- Task goal
Return all of the entries exactly as written.
----
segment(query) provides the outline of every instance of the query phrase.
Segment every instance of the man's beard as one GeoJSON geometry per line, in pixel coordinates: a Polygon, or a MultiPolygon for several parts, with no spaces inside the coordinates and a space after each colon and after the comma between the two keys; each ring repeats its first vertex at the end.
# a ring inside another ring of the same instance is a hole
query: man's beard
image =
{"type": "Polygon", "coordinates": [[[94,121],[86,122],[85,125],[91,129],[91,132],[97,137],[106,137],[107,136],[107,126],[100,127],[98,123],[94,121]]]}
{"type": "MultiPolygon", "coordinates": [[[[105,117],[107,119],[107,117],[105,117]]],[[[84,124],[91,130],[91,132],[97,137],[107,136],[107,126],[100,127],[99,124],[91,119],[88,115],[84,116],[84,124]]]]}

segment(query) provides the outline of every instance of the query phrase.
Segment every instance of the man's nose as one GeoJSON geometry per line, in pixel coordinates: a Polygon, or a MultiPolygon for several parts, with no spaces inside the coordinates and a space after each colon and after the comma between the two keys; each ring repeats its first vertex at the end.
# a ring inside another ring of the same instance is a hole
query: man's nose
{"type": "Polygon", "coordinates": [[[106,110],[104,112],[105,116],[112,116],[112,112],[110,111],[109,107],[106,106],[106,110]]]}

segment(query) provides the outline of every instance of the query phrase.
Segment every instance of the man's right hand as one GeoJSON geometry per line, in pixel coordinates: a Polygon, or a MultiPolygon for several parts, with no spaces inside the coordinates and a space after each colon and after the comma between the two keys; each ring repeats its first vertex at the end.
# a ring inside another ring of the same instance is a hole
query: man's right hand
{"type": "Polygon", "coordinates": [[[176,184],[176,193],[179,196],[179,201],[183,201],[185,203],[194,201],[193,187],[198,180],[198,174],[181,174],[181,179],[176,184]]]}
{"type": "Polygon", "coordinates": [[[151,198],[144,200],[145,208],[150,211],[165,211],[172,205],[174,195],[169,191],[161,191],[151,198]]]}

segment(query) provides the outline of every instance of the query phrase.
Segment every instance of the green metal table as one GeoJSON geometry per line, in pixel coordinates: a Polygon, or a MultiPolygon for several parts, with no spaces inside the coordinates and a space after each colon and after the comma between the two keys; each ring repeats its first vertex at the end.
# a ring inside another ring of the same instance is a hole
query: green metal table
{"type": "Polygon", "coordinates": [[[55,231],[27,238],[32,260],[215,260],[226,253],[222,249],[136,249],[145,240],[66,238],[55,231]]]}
----
- Task solution
segment(query) provides the outline of every instance of the query phrase.
Segment every instance of the man's beard as one GeoJSON geometry per line, in pixel coordinates: a Polygon, or a MultiPolygon for several parts, with no spaces inside the coordinates and a space after each colon and after the comma between the two keys; each ring repeats its first vertex at the end.
# a ring inside another ring of the same instance is a hole
query: man's beard
image =
{"type": "Polygon", "coordinates": [[[94,121],[86,122],[85,125],[91,129],[91,132],[97,137],[106,137],[107,136],[107,126],[100,127],[98,123],[94,121]]]}
{"type": "MultiPolygon", "coordinates": [[[[105,117],[107,119],[107,117],[105,117]]],[[[84,124],[91,130],[91,132],[97,137],[107,136],[107,126],[100,127],[99,124],[91,119],[88,115],[84,116],[84,124]]]]}

segment(query) provides the outline of every instance of the query phrase.
Segment every instance of the man's nose as one GeoJSON geometry per line, in pixel coordinates: a Polygon, or a MultiPolygon for several parts, with no spaces inside the coordinates and a space after each colon and after the comma between the two keys; each ring repeats its first vertex at the end.
# a ring inside another ring of the same instance is a hole
query: man's nose
{"type": "Polygon", "coordinates": [[[106,110],[104,112],[105,116],[112,116],[112,112],[110,111],[109,107],[106,106],[106,110]]]}

segment(query) provides the outline of every instance of the query phrase.
Segment every instance of the man's right hand as one GeoJSON geometry per line, in pixel coordinates: a Polygon, or a MultiPolygon for several parts, with no spaces inside the coordinates and a space after each colon and after the comma between the two keys; each ring repeats its first vertex at the end.
# a ring inside another ring of the same instance is a hole
query: man's right hand
{"type": "Polygon", "coordinates": [[[176,184],[176,193],[179,196],[179,201],[183,201],[185,203],[194,201],[193,187],[198,180],[198,174],[181,174],[181,179],[176,184]]]}
{"type": "Polygon", "coordinates": [[[151,198],[144,200],[145,208],[150,211],[165,211],[172,205],[174,195],[169,191],[161,191],[151,198]]]}

segment(query) provides the outline of every instance of the query phrase.
Segment every instance of the green metal table as one GeoJSON geometry per line, in pixel coordinates: a Polygon, or a MultiPolygon for several parts, with no spaces inside the coordinates and a space after each colon and after the comma between the two keys; each ring repeats its first vertex at the end.
# a ring inside another ring of the same instance is a hole
query: green metal table
{"type": "Polygon", "coordinates": [[[55,231],[27,238],[32,260],[215,260],[226,253],[222,249],[136,249],[145,240],[66,238],[55,231]]]}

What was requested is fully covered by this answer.